>>>

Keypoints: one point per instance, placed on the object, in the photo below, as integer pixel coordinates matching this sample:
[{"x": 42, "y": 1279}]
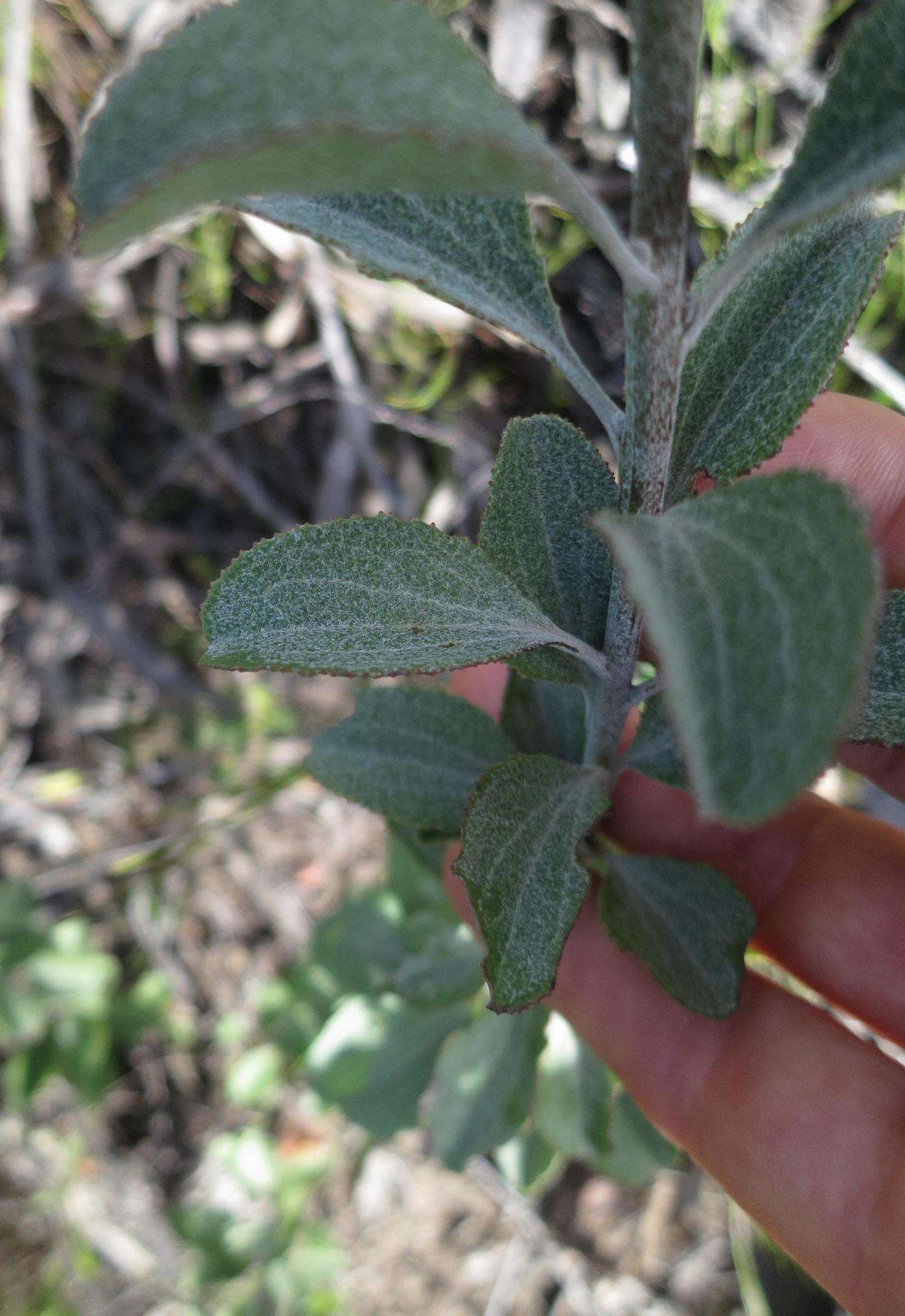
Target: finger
[
  {"x": 884, "y": 765},
  {"x": 779, "y": 1103},
  {"x": 862, "y": 445},
  {"x": 482, "y": 686},
  {"x": 828, "y": 886}
]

<<<

> _What you are asked to do_:
Your task is to set down every entry exactly, leaving out any picture it contains.

> _Answer to this problem_:
Keypoints: one point per instance, placed on the object, in the photo below, as integer pixel coordinates matching this sample:
[{"x": 42, "y": 1279}]
Target: finger
[
  {"x": 884, "y": 765},
  {"x": 779, "y": 1103},
  {"x": 862, "y": 445},
  {"x": 482, "y": 686},
  {"x": 828, "y": 886}
]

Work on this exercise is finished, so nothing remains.